*YOUR OBJECTIVE*:
Set down every record once more, exactly as given.

*EXERCISE DATA*:

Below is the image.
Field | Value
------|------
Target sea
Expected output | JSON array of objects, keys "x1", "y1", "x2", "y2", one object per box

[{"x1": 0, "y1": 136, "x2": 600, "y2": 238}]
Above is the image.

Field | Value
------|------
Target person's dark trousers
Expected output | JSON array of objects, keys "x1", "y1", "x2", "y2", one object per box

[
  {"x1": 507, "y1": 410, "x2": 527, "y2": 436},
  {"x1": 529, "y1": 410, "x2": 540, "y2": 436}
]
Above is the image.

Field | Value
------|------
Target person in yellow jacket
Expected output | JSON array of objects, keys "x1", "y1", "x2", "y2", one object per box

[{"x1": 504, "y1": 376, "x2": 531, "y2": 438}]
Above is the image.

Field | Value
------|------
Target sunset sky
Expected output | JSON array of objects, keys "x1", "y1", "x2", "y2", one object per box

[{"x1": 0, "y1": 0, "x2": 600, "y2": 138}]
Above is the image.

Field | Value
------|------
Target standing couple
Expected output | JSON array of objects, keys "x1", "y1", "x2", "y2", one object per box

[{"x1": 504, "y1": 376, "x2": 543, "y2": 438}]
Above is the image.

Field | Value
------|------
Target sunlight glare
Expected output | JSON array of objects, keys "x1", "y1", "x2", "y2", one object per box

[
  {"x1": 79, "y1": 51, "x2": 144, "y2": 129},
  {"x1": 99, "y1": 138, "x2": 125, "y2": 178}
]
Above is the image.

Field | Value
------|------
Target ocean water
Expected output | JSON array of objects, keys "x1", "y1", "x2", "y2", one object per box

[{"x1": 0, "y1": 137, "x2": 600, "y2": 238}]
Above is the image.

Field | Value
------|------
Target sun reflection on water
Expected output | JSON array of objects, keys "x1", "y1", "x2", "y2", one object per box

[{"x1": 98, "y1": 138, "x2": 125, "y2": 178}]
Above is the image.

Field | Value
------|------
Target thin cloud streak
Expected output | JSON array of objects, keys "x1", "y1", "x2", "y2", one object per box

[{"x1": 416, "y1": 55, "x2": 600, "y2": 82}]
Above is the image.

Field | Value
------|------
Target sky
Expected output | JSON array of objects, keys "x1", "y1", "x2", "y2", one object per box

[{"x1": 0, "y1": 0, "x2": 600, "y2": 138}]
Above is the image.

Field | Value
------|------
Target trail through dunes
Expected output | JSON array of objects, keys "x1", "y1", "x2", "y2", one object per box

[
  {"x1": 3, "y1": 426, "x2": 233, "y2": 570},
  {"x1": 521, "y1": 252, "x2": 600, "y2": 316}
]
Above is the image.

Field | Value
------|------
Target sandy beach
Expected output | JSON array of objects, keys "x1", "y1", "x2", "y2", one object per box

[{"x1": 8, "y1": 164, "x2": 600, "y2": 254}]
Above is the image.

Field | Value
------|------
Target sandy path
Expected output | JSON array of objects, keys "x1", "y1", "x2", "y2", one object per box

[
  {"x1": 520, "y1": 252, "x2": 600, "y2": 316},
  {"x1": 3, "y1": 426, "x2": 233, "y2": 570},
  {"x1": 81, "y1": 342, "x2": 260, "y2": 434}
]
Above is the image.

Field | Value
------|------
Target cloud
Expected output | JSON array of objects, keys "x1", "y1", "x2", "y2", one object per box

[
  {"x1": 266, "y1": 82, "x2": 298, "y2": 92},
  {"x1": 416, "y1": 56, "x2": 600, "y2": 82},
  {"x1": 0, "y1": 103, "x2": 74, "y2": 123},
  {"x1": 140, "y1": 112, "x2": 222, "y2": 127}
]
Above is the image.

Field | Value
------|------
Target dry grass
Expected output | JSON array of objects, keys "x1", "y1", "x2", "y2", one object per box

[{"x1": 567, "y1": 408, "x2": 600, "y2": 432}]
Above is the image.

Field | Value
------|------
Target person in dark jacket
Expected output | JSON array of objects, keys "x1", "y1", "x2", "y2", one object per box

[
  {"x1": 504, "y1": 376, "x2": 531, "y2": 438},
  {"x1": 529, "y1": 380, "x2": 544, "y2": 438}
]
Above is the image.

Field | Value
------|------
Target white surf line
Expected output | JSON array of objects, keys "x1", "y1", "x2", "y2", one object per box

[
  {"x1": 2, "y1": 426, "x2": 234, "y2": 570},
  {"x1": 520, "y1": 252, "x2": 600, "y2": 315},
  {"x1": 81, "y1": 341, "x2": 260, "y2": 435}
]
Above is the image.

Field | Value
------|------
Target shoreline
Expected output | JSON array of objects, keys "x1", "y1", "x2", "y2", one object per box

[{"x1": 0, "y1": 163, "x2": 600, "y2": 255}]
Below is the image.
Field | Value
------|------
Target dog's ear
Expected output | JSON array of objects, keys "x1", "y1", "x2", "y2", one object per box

*COMPLETE OUTPUT*:
Below is the image.
Field | Value
------|------
Target sea
Expected output | JSON array of objects, keys "x1", "y1", "x2", "y2", one object per box

[{"x1": 0, "y1": 136, "x2": 600, "y2": 238}]
Above is the image.

Field | Value
------|------
Target person's dark trousers
Expected output | JSON array of objects, keys "x1", "y1", "x2", "y2", one object per box

[
  {"x1": 507, "y1": 410, "x2": 527, "y2": 436},
  {"x1": 529, "y1": 410, "x2": 540, "y2": 436}
]
Above is the image.

Field | Value
------|------
Target person in yellow jacket
Expected output | JSON array of objects, keys "x1", "y1", "x2", "y2", one object per box

[{"x1": 504, "y1": 376, "x2": 531, "y2": 438}]
Above is the image.

Field | Value
------|------
Target sunset sky
Expected output | JSON array of objects, keys "x1", "y1", "x2", "y2", one object per box

[{"x1": 0, "y1": 0, "x2": 600, "y2": 138}]
Above is the image.

Field | Value
------|------
Target standing couple
Expected output | JSON array of objects, keys "x1", "y1", "x2", "y2", one object per box

[{"x1": 504, "y1": 376, "x2": 543, "y2": 438}]
Above is the image.

Field | Value
------|------
Target sunlight glare
Expected output | JSON array of objects, keys "x1", "y1", "x2", "y2", one object per box

[
  {"x1": 79, "y1": 51, "x2": 144, "y2": 129},
  {"x1": 99, "y1": 138, "x2": 125, "y2": 178}
]
Above is the image.

Field | Value
------|------
Target ocean water
Expected output | JSON array of objects, keys "x1", "y1", "x2", "y2", one object per box

[{"x1": 0, "y1": 137, "x2": 600, "y2": 238}]
Above is the image.

Field | Value
------|------
Target sun reflection on water
Expected output | JSON array of objects, keys "x1", "y1", "x2", "y2", one object per box

[{"x1": 98, "y1": 138, "x2": 125, "y2": 178}]
Above is the image.

Field | Value
------|------
Target thin cloud streak
Expected output | JSON array of objects, keys "x1", "y1", "x2", "y2", one object per box

[{"x1": 416, "y1": 55, "x2": 600, "y2": 82}]
Above is the image.

Field | Value
------|------
Target sky
Expected output | JSON array of objects, keys "x1", "y1", "x2", "y2", one object per box

[{"x1": 0, "y1": 0, "x2": 600, "y2": 138}]
Above is the image.

Field | Value
------|------
Target trail through dunes
Expected output | JSON array of objects, keys "x1", "y1", "x2", "y2", one object per box

[
  {"x1": 3, "y1": 426, "x2": 233, "y2": 570},
  {"x1": 521, "y1": 252, "x2": 600, "y2": 316}
]
Above is the image.

Field | Value
------|------
Target sandy beach
Expected output | JSON array of objects, keys "x1", "y1", "x2", "y2", one object per box

[{"x1": 8, "y1": 164, "x2": 600, "y2": 254}]
Above is the image.

Field | Value
------|------
Target sandy path
Expected output | JSON array of objects, keys "x1", "y1", "x2", "y2", one object per box

[
  {"x1": 520, "y1": 252, "x2": 600, "y2": 316},
  {"x1": 3, "y1": 426, "x2": 233, "y2": 570},
  {"x1": 81, "y1": 342, "x2": 260, "y2": 434}
]
Above is the image.

Field | Value
------|------
Target cloud
Expected output | JSON array of objects, keys "x1", "y1", "x2", "y2", one object per box

[
  {"x1": 266, "y1": 82, "x2": 298, "y2": 92},
  {"x1": 416, "y1": 56, "x2": 600, "y2": 82},
  {"x1": 0, "y1": 103, "x2": 74, "y2": 123},
  {"x1": 140, "y1": 112, "x2": 222, "y2": 127}
]
Above is the image.

Field | Value
------|------
Target dry grass
Expected output | JSON array of objects, keys "x1", "y1", "x2", "y2", one object per box

[{"x1": 567, "y1": 408, "x2": 600, "y2": 432}]
Above is the image.

Field | Value
------|------
Target person in dark jacket
Expected output | JSON array of objects, keys "x1", "y1", "x2", "y2", one object per box

[
  {"x1": 504, "y1": 376, "x2": 531, "y2": 438},
  {"x1": 529, "y1": 380, "x2": 544, "y2": 438}
]
Above is the image.

Field | Value
------|------
Target white surf line
Expected output | JSON array of objects, keys "x1", "y1", "x2", "y2", one object per box

[
  {"x1": 2, "y1": 426, "x2": 234, "y2": 570},
  {"x1": 520, "y1": 252, "x2": 600, "y2": 315},
  {"x1": 81, "y1": 341, "x2": 260, "y2": 435}
]
Above is the image.

Field | Value
------|------
Target shoreline
Expected output | JSON array of objects, keys "x1", "y1", "x2", "y2", one object per box

[{"x1": 0, "y1": 163, "x2": 600, "y2": 255}]
Below is the image.
Field | Value
------|------
Target dog's ear
Expected output | JSON array of objects, keys "x1", "y1", "x2", "y2", one object per box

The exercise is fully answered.